***** Supplied material *****
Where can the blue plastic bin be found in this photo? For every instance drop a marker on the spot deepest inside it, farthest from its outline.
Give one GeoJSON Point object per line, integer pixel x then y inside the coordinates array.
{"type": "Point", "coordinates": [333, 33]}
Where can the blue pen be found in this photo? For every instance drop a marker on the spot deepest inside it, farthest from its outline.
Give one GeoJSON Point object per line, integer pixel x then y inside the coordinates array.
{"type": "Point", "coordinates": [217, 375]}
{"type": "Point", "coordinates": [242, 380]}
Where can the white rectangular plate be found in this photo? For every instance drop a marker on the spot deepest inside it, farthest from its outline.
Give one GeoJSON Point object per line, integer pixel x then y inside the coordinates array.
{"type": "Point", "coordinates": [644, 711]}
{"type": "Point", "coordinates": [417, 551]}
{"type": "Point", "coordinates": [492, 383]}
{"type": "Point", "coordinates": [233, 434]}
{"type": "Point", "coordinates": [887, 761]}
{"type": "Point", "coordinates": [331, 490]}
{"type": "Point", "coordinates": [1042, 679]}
*****
Return all of the lines above, copied with no changes.

Output for this exercise -
Where can the blue plastic bin be found in this photo? For every instance drop a marker on the spot deepest inside it, farthest from its outline.
Give one GeoJSON Point object per line, integer pixel x then y inside the coordinates array.
{"type": "Point", "coordinates": [333, 33]}
Where can the blue pen be found in this photo? For every instance drop a marker on the spot deepest inside it, farthest from its outline.
Give one GeoJSON Point object per line, integer pixel x then y inside the coordinates array.
{"type": "Point", "coordinates": [217, 375]}
{"type": "Point", "coordinates": [242, 380]}
Where can the white rectangular plate be found in this photo? For every instance drop a marker on the spot deepest inside it, farthest from its outline.
Give one GeoJSON Point object per line, integer pixel x then y inside the coordinates array.
{"type": "Point", "coordinates": [644, 711]}
{"type": "Point", "coordinates": [417, 551]}
{"type": "Point", "coordinates": [492, 383]}
{"type": "Point", "coordinates": [233, 434]}
{"type": "Point", "coordinates": [887, 761]}
{"type": "Point", "coordinates": [331, 490]}
{"type": "Point", "coordinates": [1042, 679]}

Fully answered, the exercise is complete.